= Excerpted passage =

However, healthcare and pharmaceutical packaging remains a growth area where plastic's properties (sterility, clarity, shatter resistance, chemical inertness) make it the preferred and often regulation-mandated substrate. This is why Amcor invested $10 million in a new recycling facility for food-grade recycled polypropylene in 2025 and partnered with Avantium on plant-based packaging materials: the company is investing to keep plastics viable in sustainability-sensitive end markets rather than ceding volume to aluminum and fiber alternatives.
M&A Dynamics in Rigid Packaging
Rigid packaging M&A is driven by three forces that create consistent advisory deal flow.
Horizontal consolidation for scale. The Amcor-Berry combination ($8.4 billion deal value) demonstrates the premium that packaging companies place on procurement scale, manufacturing efficiency, and customer portfolio breadth. Silgan Holdings has pursued a similar strategy through numerous bolt-on acquisitions in metal food cans and plastic closures.
Substrate portfolio diversification. Companies are acquiring across packaging formats to offer customers multi-substrate solutions. Crown Holdings operates in both beverage cans and food cans. Ardagh Group spans glass and metal packaging. This diversification reduces dependence on any single substrate and positions companies to capture volume regardless of which format customers prefer.
Sustainability-driven restructuring. As brand owners shift volumes between packaging formats, some producers exit declining segments and others expand in growing segments. Amcor's consideration of divesting its North American beverage business (announced during FY2025 earnings) illustrates portfolio optimization within the packaging sector, where management actively evaluates which formats and geographies offer the best growth and margin prospects.
Valuation Considerations
Rigid packaging companies trade at 7-12x EBITDA, with the range determined by substrate exposure (aluminum commands a premium), contract quality (long-term pass-through agreements reduce risk), end-market mix (healthcare and beverage are premium; commodity food packaging is lower), and sustainability positioning (companies benefiting from format shifts trade at a premium to those facing substitution risk).
For bankers, the most important analytical distinction in packaging valuation is between volume growth driven by substrate shift (secular, justifies a premium multiple) and volume growth driven by economic expansion (cyclical, requires normalization). A can manufacturer growing because brands are converting from plastic to aluminum has a fundamentally different growth quality than one growing because overall beverage consumption increased during a strong economy.

= What is required =
Decide whether each statement agrees with the text on rigid packaging, answering yes or no and quoting the words that decide it. 1. Amcor put $10 million into a new recycling facility for food-grade recycled polypropylene. 2. Ardagh Group operates in both beverage cans and food cans. 3. Rigid packaging companies trade at 5-10x EBITDA. The records have nothing to do with the text.

= Record extracts =

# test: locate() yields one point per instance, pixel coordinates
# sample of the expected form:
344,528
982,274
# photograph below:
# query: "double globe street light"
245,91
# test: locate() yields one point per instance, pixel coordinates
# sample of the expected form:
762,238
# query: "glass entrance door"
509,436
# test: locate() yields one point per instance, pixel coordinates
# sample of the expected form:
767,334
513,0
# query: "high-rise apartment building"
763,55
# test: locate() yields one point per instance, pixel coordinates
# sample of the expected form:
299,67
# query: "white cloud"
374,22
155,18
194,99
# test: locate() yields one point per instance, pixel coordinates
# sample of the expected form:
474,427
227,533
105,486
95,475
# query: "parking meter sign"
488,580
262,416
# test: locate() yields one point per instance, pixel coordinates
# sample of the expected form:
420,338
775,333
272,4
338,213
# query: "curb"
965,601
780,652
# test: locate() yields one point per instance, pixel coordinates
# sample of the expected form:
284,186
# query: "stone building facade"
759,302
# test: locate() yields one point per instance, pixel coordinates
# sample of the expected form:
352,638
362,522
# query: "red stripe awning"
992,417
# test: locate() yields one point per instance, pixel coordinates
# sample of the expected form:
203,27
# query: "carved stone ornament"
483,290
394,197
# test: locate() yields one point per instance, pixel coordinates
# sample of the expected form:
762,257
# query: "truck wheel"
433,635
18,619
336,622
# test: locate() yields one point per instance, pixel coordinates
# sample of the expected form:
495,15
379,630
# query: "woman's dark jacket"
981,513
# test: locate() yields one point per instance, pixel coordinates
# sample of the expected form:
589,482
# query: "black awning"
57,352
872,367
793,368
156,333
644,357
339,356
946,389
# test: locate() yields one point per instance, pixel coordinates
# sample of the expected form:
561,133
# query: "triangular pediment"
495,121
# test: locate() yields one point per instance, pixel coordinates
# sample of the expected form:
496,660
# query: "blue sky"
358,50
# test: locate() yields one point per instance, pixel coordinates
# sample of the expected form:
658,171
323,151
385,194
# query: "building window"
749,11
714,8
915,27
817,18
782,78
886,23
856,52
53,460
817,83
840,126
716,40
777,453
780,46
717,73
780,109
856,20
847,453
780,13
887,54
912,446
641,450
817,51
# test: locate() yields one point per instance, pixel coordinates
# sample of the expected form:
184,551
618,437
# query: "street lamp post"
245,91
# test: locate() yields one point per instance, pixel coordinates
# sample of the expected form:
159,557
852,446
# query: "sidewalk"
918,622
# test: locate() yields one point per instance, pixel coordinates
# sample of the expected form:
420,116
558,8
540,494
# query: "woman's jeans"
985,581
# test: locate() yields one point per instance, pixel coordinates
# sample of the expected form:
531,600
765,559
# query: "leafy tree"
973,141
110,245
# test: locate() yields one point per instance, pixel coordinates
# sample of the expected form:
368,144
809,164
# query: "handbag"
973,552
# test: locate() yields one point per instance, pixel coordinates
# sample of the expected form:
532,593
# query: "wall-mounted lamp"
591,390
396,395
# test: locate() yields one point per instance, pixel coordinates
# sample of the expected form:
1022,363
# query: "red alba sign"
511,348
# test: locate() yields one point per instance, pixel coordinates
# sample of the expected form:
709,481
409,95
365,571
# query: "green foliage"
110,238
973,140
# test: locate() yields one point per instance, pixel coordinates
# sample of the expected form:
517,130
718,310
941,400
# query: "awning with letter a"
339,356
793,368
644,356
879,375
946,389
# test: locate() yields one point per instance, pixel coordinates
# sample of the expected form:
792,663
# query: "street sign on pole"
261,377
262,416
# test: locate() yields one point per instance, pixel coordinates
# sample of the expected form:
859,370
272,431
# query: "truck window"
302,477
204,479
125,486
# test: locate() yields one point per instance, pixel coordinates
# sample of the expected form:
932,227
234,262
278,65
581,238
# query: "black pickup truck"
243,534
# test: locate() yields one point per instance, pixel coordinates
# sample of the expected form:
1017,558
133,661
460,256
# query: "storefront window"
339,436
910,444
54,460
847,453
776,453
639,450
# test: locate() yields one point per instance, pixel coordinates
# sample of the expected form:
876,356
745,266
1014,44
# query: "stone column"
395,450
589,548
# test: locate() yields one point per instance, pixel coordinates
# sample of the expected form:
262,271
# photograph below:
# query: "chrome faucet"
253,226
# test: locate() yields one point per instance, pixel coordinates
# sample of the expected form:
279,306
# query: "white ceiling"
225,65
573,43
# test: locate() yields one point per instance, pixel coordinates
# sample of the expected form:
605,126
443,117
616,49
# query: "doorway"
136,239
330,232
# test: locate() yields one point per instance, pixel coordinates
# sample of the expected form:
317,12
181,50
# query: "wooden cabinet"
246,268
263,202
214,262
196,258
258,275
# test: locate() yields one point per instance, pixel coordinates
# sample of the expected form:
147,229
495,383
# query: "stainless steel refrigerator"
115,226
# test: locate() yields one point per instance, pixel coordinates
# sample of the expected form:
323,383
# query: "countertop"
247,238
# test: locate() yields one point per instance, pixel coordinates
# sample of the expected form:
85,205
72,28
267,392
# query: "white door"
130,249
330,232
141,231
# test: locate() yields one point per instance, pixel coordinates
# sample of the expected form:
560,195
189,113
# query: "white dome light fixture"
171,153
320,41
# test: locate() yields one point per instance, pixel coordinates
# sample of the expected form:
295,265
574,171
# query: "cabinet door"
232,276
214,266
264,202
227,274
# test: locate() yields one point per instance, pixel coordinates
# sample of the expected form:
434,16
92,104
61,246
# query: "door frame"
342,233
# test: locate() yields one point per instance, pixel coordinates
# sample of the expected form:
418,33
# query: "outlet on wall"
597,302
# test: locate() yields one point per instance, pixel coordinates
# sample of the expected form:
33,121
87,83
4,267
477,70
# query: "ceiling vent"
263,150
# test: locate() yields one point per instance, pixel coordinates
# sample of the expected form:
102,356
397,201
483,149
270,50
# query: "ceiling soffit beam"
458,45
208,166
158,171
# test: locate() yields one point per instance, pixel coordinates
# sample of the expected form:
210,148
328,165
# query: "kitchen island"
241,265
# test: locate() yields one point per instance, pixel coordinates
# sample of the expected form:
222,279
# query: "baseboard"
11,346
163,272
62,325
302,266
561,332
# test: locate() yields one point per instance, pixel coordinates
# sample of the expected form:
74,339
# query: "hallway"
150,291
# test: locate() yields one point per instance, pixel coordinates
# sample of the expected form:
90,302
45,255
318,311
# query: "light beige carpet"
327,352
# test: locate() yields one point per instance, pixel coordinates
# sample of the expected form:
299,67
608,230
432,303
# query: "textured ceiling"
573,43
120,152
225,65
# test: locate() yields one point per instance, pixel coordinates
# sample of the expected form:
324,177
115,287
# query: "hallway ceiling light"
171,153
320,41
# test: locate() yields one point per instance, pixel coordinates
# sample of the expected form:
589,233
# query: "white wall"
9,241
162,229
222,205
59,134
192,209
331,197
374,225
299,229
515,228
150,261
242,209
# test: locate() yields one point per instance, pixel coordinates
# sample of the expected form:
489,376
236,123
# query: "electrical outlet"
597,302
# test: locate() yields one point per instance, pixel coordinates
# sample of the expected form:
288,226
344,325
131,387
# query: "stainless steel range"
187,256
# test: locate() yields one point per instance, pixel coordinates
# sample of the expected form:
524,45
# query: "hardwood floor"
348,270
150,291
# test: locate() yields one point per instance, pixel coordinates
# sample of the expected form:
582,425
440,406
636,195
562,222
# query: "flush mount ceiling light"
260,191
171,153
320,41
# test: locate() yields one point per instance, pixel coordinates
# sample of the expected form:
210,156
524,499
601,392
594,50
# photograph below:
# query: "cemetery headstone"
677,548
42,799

= Exercise result =
1. Yes: "Amcor invested $10 million in a new recycling facility for food-grade recycled polypropylene in 2025"
2. No: "Ardagh Group spans glass and metal packaging."
3. No: "Rigid packaging companies trade at 7-12x EBITDA"